WORK TO BE COMPLETED: Please rescale part of the data by copying out every line, beginning at the line that has "segment work boot, each instance" and stopping after the last line of the data. Keep all lines as they are, except multiply each x,y coordinate in the answers by 0.6 and round it to a whole number, with halves rounding up.

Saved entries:

----------------

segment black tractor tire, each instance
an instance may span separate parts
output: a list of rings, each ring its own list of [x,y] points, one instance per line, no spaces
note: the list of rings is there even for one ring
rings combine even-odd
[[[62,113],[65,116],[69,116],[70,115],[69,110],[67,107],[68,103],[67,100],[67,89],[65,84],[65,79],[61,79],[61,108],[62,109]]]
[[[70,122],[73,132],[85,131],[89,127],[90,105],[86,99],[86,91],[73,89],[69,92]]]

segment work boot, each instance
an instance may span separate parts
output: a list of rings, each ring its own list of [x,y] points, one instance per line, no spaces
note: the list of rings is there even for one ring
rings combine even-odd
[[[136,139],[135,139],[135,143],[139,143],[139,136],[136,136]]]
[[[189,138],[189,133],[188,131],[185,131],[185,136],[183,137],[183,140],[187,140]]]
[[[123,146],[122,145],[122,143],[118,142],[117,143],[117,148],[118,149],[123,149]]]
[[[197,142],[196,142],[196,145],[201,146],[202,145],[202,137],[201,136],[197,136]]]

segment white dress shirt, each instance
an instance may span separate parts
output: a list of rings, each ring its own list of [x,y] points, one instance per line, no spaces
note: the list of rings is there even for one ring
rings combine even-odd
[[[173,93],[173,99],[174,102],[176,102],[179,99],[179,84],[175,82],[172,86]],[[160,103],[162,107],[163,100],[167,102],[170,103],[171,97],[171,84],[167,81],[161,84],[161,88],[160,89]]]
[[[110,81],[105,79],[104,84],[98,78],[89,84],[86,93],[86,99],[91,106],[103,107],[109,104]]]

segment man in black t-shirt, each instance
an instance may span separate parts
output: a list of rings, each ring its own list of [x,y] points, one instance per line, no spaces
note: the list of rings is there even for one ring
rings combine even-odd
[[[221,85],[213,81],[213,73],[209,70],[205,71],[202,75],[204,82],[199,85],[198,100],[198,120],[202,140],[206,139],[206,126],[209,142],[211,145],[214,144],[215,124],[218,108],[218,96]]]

----------------

TASK RESPONSE:
segment work boot, each instance
an instance may span separate parts
output: a list of rings, each ring its own list of [x,y] points, one instance per line, no spaces
note: the list of rings is there even for one ring
rings combine even-odd
[[[82,83],[81,83],[81,86],[83,86],[83,82],[82,82]]]
[[[113,83],[113,80],[113,79],[111,79],[111,82],[110,82],[110,84],[112,84]]]
[[[74,88],[73,87],[73,86],[71,85],[70,86],[70,89],[71,89],[74,89]]]
[[[118,85],[118,85],[118,87],[121,88],[121,87],[121,82],[121,82],[118,82]]]

segment white dress shirt, each instance
an instance may span separate parts
output: a list of rings, each ring its own list of [x,y] points, one instance per line, no spaces
note: the list of rings is there even for one ring
rings combine even-odd
[[[104,56],[104,59],[104,61],[106,61],[107,59],[107,50],[105,49],[103,52]],[[96,62],[97,64],[98,60],[100,61],[102,62],[103,58],[103,50],[100,49],[97,50],[97,53],[96,53]]]
[[[66,49],[63,47],[62,50],[59,47],[53,50],[52,56],[52,59],[55,64],[62,64],[65,62]]]

segment man in black t-shirt, each instance
an instance may span separate parts
output: a list of rings, each ring its own list of [x,y] points, one instance per line, no spaces
note: the list of rings is there even for one ring
rings combine even-odd
[[[133,51],[128,49],[128,44],[125,42],[123,43],[121,45],[122,49],[119,51],[119,60],[119,72],[121,84],[124,83],[124,76],[125,85],[127,87],[128,86],[129,74],[131,65],[131,58]]]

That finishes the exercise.